**Written exercise**
Reproduce word for word every line of the records below, from the line containing "query | spot the stack" through the final line of the records, both included.

**Records for processing**
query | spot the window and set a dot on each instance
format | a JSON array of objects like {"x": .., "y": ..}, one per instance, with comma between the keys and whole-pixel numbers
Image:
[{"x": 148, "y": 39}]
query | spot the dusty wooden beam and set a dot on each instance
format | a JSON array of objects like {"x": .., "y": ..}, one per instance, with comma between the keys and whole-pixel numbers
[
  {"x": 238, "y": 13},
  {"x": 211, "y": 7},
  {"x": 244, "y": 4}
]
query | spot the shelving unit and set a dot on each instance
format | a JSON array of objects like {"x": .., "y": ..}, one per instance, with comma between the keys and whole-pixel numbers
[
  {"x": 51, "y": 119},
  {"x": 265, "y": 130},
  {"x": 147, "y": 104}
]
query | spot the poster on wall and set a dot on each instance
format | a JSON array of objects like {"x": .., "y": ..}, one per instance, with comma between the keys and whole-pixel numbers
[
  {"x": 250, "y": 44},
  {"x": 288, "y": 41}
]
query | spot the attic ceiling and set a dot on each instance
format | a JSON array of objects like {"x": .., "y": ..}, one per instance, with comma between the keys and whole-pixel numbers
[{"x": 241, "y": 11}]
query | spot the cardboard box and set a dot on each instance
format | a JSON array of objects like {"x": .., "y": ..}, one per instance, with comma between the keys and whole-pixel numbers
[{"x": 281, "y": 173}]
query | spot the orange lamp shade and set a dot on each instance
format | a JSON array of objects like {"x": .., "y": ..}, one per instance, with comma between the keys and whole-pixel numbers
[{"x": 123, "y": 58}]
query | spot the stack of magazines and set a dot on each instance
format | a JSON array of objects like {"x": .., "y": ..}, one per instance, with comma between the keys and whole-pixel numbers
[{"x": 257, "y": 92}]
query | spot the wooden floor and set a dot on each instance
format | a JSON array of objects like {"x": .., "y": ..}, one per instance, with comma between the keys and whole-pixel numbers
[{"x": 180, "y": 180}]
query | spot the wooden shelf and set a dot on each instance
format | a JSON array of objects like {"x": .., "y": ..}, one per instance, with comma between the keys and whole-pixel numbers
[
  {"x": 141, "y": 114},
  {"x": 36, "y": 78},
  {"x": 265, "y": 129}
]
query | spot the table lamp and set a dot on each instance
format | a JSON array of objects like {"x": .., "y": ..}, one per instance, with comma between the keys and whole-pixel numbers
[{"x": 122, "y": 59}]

**Reply to the exercise**
query | spot the stack of magazines and set a dot on each instance
format | a JSON array of objects like {"x": .., "y": ..}, one per instance, with comma between the keys and whole-pixel numbers
[{"x": 257, "y": 92}]
query | spot the wooden floor and set a dot on each instance
format | a JSON array of objects like {"x": .., "y": ..}, one per instance, with comma between the keys and whole-pixel numbers
[{"x": 180, "y": 180}]
query | spot the wooden shelf and set a dot on each instance
format | a JSON array of objects like {"x": .., "y": ..}, one per instance, with comma between the keys and whole-pixel numbers
[
  {"x": 141, "y": 114},
  {"x": 36, "y": 78},
  {"x": 265, "y": 129}
]
query | spot the table lamp and set a dot on each instance
format | a JSON array of objects like {"x": .., "y": ..}, one per instance, with comma between the keys and whole-pixel numbers
[{"x": 122, "y": 59}]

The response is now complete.